PAGE TEXT:
ParsOnline is an Iranian Internet Service Provider based in Tehran. Founded in 1999 by two Iranian entrepreneurs, and has over 750 employees. It is the largest private ISP in Iran, providing a full range of ISP services for both residential and business customers.

Products and services
 ADSL Internet services
 Dialup Internet
 VSAT
 Broadband Internet
 Bandwidth
 Telephone Cards for low cost outgoing international phone calls
 Data Center Services
 VPN
 WiMAX based on WiMAX 802.16e standard, the first provider of this version of WiMAX in Middle East
 NOC (Network Operation Center)
 Network consultation, design and implementation

Pars Online was the first company in Iran to be awarded a PAP license (allowing them to deploy ADSL), and also hold a VSAT license, allowing them to sell VSAT services.

Transfer of shares of the company
Following extensive negotiations, finally in March 2019, Hi Web (a publicly traded company on the Tehran Stock Exchange) purchased all the shares of Pars Online and became 100% owner of the company.

Offices, coverage and representation
The head office is in central Tehran, although Pars Online has many POP's around Tehran and Iran, in addition to agencies in other major cities.

MATERIAL:
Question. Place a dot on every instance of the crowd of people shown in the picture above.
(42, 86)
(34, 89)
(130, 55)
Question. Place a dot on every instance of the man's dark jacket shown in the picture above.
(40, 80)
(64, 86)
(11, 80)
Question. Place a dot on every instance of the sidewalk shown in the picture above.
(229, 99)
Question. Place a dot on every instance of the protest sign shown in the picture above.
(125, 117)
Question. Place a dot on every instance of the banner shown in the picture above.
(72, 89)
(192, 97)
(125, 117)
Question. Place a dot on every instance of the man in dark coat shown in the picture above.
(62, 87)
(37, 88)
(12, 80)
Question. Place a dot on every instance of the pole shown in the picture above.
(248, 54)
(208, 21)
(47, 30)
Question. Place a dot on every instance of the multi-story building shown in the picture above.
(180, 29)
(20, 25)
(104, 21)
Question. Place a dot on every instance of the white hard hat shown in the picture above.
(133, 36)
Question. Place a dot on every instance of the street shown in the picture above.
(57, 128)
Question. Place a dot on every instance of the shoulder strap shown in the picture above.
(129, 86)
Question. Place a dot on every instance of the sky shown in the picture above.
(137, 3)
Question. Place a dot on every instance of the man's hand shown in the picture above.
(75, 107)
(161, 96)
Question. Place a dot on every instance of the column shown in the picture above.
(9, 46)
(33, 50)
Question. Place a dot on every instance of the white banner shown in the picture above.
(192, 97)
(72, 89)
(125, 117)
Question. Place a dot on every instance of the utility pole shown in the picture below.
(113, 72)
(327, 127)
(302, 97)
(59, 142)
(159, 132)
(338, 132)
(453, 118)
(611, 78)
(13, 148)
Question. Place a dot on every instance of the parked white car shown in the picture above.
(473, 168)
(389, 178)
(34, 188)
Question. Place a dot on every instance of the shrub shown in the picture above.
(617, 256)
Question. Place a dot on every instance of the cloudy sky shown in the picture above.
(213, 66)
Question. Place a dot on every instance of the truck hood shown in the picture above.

EXERCISE INSTRUCTIONS:
1. Based on the ParsOnline text, explain why Pars Online was able to deploy ADSL and to sell VSAT services. Answer in one to three sentences.
2. How many lines of the listing contain the string "white"? Case counts.

ANSWERS TO THE PROBLEMS:
1. Pars Online was the first company in Iran to receive a PAP license, which allowed it to deploy ADSL. It also holds a VSAT license, which allows it to sell VSAT services.

2. 3